Ainsi, nous ne pouvons pas dire des objets qu’ils sont ou qu’ils ne sont pas. Par objets nous entendons tout ce qu’il y a dans le « quelque chose ». Les objets qui expriment des états du mouvement ne sont pas seulement des tables, des au­tos, notre planète, les étoiles, mais des émotions, des idées, et le je, le monde subjectif lui-même. En effet, nous ne pouvons pas concevoir un je sans quelque chose qui soit ce je ; et nous ne pouvons pas concevoir la perception « je suis moi », sans quelque chose qui perçoive que son « je » est une entité.

Si le sujet éprouve une émotion, le voici en mouvement ; si une foule éprouve la même émo­tion, la voici prise dans ce mouvement. Si une idée germe dans une cervelle, voici un mouvement nou­veau, un nouvel état d’équilibre qui se fait jour. Des idéalistes veulent-ils imaginer que des idées existent indépendamment des hommes ? Qu’il existe une intelligence universelle ? Cette croyance en fin de compte, ne fait qu’amplifier indéfiniment, jusqu’à ce qu’il englobe tout, le je, qui, du coup devient divin, et attribuer à ce je des états du mou­vement : intelligence, bonté, etc… Amplifier le pro­blème ne le résout pas, ne le change en aucune façon. Ce je divin est encore « quelque chose » qui s’exprime par du mouvement, et aucun théologien du monde, après avoir reculé le problème tant qu’il a pu n’a jamais su nous dire la nature de ce quel­que chose. En dernière analyse, nous retrouvons donc, dans le monde subjectif, comme dans le monde objectif, l’irréductible « quelque chose », qui s’exprime par du mouvement.

Le « plus » universel

Ceci nous conduit aux constatations suivantes, tout à fait générales : 1° le « quelque chose » que nous sommes obligés d’admettre, s’exprime par du mouvement en continuelles transformations, par du mouvement instable, insaisissable, susceptible d’équilibres provisoires et de ruptures rapides; 2° la totalité de ces mouvements donne un résultat po­sitif : le « quelque chose ».

__CONSIGNES__.
a – Recopiez l'extrait sur le « quelque chose » de "Ainsi, nous ne" à "est une entité." en substituant "lune" à "planète".
b – Poursuivez l'extrait sur le « quelque chose » à partir de l'endroit où il s'interrompt.
Les lignes qui viennent ensuite forment un matériau distinct de l'extrait.

__LIGNES DE DONNÉES__.
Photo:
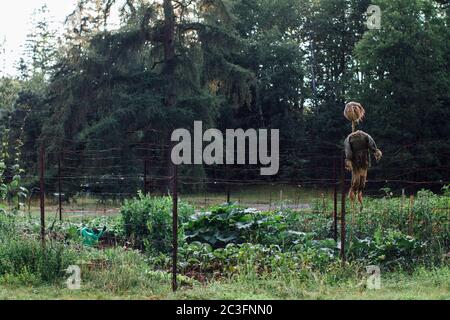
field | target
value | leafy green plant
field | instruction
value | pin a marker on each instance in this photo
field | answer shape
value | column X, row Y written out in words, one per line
column 147, row 222
column 390, row 247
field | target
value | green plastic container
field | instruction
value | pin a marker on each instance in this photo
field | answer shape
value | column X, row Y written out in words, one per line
column 90, row 236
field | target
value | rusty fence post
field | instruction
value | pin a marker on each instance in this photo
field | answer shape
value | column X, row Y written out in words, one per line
column 42, row 193
column 335, row 182
column 59, row 188
column 174, row 226
column 343, row 196
column 145, row 177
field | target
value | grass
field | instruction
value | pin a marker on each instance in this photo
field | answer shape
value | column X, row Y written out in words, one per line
column 422, row 284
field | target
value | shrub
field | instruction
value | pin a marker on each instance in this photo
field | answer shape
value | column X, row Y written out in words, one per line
column 147, row 222
column 24, row 257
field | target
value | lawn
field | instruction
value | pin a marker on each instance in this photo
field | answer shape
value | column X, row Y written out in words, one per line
column 422, row 284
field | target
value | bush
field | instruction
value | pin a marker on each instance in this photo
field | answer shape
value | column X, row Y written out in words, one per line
column 20, row 257
column 147, row 222
column 227, row 224
column 389, row 248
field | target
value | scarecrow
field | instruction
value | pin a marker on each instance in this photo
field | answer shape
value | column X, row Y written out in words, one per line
column 357, row 147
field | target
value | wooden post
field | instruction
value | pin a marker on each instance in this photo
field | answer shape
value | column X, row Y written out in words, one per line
column 145, row 177
column 228, row 184
column 343, row 196
column 42, row 194
column 174, row 227
column 335, row 200
column 59, row 188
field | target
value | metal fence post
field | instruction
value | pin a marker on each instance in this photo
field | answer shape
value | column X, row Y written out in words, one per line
column 343, row 196
column 42, row 193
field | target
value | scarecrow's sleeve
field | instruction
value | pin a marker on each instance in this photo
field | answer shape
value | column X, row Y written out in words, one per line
column 348, row 149
column 372, row 145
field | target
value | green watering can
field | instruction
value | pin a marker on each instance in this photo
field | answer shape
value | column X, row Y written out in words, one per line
column 91, row 236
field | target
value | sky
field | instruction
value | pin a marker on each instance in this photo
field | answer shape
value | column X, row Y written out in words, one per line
column 15, row 17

__RÉPONSES__.
a –
Ainsi, nous ne pouvons pas dire des objets qu’ils sont ou qu’ils ne sont pas. Par objets nous entendons tout ce qu’il y a dans le « quelque chose ». Les objets qui expriment des états du mouvement ne sont pas seulement des tables, des au­tos, notre lune, les étoiles, mais des émotions, des idées, et le je, le monde subjectif lui-même. En effet, nous ne pouvons pas concevoir un je sans quelque chose qui soit ce je ; et nous ne pouvons pas concevoir la perception « je suis moi », sans quelque chose qui perçoive que son « je » est une entité.

b –
Nous disons donc que la totalité de la vie et de l’anéantissement, des constructions et des destructions, des mouvements vers le plus et des mouvements vers le moins, des chutes vers des états de mouvement réduit et des ascensions vers des états de mouvement accéléré, que tout cet ensemble universel d’objets qui expriment le plus, et d’objets qui expriment le moins, d’attractions et de répulsions, de fécondations et de stéri­lisations, que les luttes, les souffrances, les catas­trophes et les paix cosmiques et humaines, qu’en un mot tous les ensembles des contraires se résol­vent à chaque instant en plus et non pas en moins.Si nous pensions que la totalité universelle des con­traires puisse tendre vers le moins, nous imagine­rions que l’univers entier est en voie d’autodestruction, qu’il tend vers le néant, et que le « quel­que chose » un jour se volatilisera dans le néant absolu et total, ce que nous ne pouvons concevoir. Aucun esprit humain ne peut imaginer qu’un uni­vers surgisse du néant ou qu’il finisse dans le néant. Les esprits les plus mythiques font intervenir un Dieu qui crée, et Dieu c’est bien « quelque chose », et Brahma c’est aussi « quelque chose ».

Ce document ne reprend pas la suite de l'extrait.